[SOURCE PASSAGE]:
——————

Coronavirus treatment draws similarities to treating the flu

SPOKANE, Wash.– Four Coronavirus patients are alive and receiving treatment at Sacred Heart Hospital. There are also people being treated for the flu in that same hospital.

The treatment for those two viruses is actually more similar than you might think.

For example, when you get the flu, your doctor will tell you to drink a lot of fluids and get as much nutrition as you can.

That’s about the extent of what doctors are telling patients with Coronavirus.

“It’s probably a lot like the flu in that we know it’s a respiratory virus, so things like antibiotics don’t work. It’s a lot of supportive care,” UW Medicine Assoc. Professor John Lynch said.

So, if antibiotics don’t work, then what does?

Well, the treatment on a Snohomish County man may be the best example. Doctors in Everett gave the patient an experimental drug called Remdesiver.

“It’s an anti-viral. It’s actually more related to some of the HIV drugs that we use which block how the viruses replicate,” Lynch said.

The impact that drug had on his recovery is still somewhat unknown, but it’s a good sign.

As for how this virus spreads, well again, it’s like the flu. When an infected person coughs or sneezes, they let out infected droplets.

——————

[STORED DATA]:

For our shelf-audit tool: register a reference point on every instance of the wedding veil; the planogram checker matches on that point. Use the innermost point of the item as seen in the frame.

——————

[BRIEF]:
Return the stretch of the coronavirus treatment article from "So, if antibiotics" through "out infected droplets.", copied word for word.

[RESULT]:
So, if antibiotics don’t work, then what does?

Well, the treatment on a Snohomish County man may be the best example. Doctors in Everett gave the patient an experimental drug called Remdesiver.

“It’s an anti-viral. It’s actually more related to some of the HIV drugs that we use which block how the viruses replicate,” Lynch said.

The impact that drug had on his recovery is still somewhat unknown, but it’s a good sign.

As for how this virus spreads, well again, it’s like the flu. When an infected person coughs or sneezes, they let out infected droplets.